(INFORMATION SHOWN):
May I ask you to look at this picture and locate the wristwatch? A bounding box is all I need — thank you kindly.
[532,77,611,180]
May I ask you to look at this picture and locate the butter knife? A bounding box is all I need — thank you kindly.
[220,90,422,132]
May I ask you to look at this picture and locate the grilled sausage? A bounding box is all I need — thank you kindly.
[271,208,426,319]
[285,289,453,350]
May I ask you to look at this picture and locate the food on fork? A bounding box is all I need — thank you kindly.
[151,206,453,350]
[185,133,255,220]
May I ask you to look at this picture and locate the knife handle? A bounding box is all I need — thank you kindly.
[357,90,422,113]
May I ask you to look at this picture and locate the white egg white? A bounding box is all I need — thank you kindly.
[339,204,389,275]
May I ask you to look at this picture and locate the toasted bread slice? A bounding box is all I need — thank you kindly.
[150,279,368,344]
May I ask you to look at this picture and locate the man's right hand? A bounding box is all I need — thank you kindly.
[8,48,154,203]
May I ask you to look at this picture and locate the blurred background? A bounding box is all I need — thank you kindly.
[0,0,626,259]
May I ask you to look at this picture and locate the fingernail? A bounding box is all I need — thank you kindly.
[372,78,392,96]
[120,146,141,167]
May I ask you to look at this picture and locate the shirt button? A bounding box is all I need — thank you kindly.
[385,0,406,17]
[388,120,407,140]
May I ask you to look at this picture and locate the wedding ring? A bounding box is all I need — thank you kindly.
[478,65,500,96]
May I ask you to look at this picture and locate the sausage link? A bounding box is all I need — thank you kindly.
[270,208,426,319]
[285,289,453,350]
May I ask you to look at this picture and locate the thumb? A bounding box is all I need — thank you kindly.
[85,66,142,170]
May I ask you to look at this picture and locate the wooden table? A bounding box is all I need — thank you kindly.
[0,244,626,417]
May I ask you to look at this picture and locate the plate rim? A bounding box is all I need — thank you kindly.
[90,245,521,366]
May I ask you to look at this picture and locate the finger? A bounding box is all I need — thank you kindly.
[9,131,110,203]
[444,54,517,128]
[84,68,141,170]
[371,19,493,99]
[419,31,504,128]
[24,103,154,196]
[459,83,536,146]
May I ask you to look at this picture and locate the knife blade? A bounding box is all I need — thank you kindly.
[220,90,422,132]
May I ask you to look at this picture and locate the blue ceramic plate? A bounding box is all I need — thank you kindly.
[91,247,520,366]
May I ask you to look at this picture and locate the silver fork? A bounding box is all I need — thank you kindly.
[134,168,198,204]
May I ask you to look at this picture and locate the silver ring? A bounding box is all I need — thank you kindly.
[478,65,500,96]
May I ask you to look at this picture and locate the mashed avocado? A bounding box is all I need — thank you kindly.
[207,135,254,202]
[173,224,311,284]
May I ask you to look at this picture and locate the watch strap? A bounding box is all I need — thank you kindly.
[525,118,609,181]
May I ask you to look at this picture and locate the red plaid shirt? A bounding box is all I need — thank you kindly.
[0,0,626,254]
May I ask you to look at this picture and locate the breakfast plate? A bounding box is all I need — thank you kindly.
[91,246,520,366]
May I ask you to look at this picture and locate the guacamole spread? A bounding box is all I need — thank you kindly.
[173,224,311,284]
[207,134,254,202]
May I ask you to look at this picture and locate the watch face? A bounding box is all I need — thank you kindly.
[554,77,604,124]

(REQUEST): Retype every one of the records above word for word, changing nothing.

(THE SOLUTION):
May I ask you to look at this picture and locate the wristwatch? A bounding box is all I need — thank you kindly.
[532,77,611,180]
May I ask you to look at this picture and locate the butter knife? A bounding box is all I need — thank you kindly.
[220,90,422,132]
May I ask you to look at this picture and locate the grilled sausage? A bounding box is all I need — thank you kindly.
[271,208,426,319]
[285,289,453,350]
May I ask you to look at this picture and locate the food on fork? A bounding box is all I need — thank you kindly.
[151,206,453,350]
[185,133,255,220]
May I ask you to look at this picture and locate the knife handle? A bounding box is all I need — thank you kindly.
[357,90,422,113]
May I ask you to look at this picture and locate the white egg white? A bounding box is all I need — thank you kindly.
[339,204,389,275]
May I ask you to look at this picture and locate the toasted bread slice? A bounding box is all I need — thank you kindly.
[150,279,368,344]
May I ask you to look at this picture and locate the man's right hand? A bounding box is all I need — thank you kindly.
[8,48,154,203]
May I ask you to look at this picture and locate the blurred background? A bounding box is all I need — thank you kindly.
[0,0,626,259]
May I ask you to look at this picture and locate the fingernail? A bounding box is all I need — thank you kindly.
[372,78,392,96]
[120,146,141,167]
May I ask you to look at this picture and locate the shirt button? A bounding box is all I need — thank you kindly.
[385,0,406,17]
[388,120,407,140]
May I ask you to look at this picture and locate the wedding ring? A bounding box is all I need — thank you kindly.
[478,65,500,96]
May I ask you to look at this picture and locate the sausage link? A bounding box is all I need — thank you kindly.
[270,208,426,319]
[285,289,453,350]
May I ask you to look at this picture and locate the thumb? A bounding box is all I need — thank you kindly.
[85,66,142,170]
May I ask you to look at this picture and locate the wooden table? A bounding box is all I need — thank you kindly.
[0,244,626,417]
May I ask you to look at this picture and locate the plate rim? A bounding box is all I need — thank you kindly.
[90,245,521,366]
May I ask you to look at this picture and locate the finger? A bounding box is all I need — thank you kindly.
[9,131,110,203]
[444,54,517,128]
[84,68,141,170]
[371,19,493,99]
[419,31,504,128]
[24,103,154,196]
[459,83,536,146]
May I ask you to look at this picture and locate the knife blade? A bounding box is all I need — thank you kindly.
[220,90,422,132]
May I ask you to look at this picture and locate the blue ceramic plate? A bounding box is all I need — thank you kindly.
[91,247,520,366]
May I ask you to look at this picture and locate the silver fork? A bounding box is all I need — thank you kindly.
[134,168,198,204]
May I ask you to look at this picture and locate the silver ring? A bounding box is all I need — thank you kindly.
[478,65,500,96]
May I ask you to look at this picture and locate the mashed avocado? A bounding box is all I need — thank you kindly.
[207,135,254,202]
[173,224,311,284]
May I ask you to look at this picture and locate the watch strap? A bounding box is all I need — thank you kindly.
[525,118,609,181]
May I ask you to look at this picture and locate the red plaid shirt? A bounding box is all I need — thank you kindly.
[0,0,626,254]
May I ask you to look at this picture and locate the breakfast plate? A bounding box is all I need — thank you kindly.
[91,246,520,366]
May I ask you to look at this picture and locate the guacamole spread? A bounding box is all I need — thank you kindly.
[173,224,311,284]
[207,134,254,202]
May I ask you to look at this picture and locate the watch face? A bounding box is all I need — thank you kindly.
[554,77,604,124]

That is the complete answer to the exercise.